(Region pointing data)
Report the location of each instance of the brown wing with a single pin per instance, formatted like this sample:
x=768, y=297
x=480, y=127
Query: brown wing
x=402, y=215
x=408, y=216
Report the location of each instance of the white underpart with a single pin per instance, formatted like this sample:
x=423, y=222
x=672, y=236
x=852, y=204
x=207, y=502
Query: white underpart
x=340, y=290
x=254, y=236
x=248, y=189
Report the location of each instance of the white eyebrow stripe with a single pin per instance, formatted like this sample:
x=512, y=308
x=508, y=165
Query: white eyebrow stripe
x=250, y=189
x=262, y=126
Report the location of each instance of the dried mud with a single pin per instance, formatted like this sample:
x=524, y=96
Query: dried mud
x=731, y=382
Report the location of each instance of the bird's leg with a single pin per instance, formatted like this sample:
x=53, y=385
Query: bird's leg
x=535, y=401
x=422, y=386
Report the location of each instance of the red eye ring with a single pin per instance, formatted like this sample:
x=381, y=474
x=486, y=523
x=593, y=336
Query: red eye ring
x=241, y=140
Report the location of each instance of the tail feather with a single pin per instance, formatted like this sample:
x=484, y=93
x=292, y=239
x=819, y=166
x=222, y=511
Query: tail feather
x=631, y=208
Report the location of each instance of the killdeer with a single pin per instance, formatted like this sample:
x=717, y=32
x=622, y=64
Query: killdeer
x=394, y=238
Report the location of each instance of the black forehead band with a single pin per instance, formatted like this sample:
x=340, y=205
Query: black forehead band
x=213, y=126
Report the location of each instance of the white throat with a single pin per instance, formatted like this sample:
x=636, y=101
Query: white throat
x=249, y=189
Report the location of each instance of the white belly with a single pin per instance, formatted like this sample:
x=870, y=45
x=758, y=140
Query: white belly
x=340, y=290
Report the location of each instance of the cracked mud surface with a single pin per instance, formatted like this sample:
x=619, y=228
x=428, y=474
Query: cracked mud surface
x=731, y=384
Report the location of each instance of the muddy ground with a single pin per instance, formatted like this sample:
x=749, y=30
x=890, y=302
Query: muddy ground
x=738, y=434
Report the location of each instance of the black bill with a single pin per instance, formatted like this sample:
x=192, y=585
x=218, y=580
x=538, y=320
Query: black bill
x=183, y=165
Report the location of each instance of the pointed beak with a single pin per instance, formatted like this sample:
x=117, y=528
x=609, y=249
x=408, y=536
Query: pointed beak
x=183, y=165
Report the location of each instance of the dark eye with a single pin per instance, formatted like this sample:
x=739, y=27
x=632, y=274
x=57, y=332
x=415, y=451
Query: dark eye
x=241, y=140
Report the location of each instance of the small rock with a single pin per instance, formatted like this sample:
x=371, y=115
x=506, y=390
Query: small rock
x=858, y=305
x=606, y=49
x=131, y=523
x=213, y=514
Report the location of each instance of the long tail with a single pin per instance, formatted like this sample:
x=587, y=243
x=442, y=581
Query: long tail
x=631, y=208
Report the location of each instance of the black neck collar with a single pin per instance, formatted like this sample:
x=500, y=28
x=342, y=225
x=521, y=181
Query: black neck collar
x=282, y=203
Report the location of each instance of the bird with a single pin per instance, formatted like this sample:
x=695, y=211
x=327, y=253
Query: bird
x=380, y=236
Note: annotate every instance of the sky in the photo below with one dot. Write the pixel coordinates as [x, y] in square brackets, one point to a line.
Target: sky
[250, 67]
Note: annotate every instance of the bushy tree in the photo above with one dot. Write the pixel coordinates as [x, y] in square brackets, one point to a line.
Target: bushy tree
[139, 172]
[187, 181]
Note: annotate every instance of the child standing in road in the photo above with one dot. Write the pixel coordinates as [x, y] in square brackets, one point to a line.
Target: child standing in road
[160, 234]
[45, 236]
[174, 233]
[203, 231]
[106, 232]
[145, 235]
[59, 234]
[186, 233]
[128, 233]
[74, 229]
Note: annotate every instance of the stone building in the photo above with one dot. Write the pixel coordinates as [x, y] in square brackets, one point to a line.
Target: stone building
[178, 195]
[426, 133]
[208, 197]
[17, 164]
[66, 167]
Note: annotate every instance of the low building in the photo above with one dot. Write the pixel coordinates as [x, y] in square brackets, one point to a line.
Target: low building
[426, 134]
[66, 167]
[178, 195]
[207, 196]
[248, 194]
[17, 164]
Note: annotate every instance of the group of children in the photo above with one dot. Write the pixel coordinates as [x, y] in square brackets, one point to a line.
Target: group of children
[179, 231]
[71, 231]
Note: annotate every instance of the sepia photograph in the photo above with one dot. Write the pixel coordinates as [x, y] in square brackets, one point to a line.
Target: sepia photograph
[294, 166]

▸ **What the task asks**: What you give back should be only the lines of the records above, starting at the line with "Target: bushy tree" and ending at the line with "Note: annotate every instance of the child", restated word for word.

▸ **Exercise output**:
Target: bushy tree
[139, 172]
[187, 181]
Note: annotate every instance of the child standing in road in the photo above with one dot. Write the pixel coordinates as [x, y] in square brackets, one point to a line.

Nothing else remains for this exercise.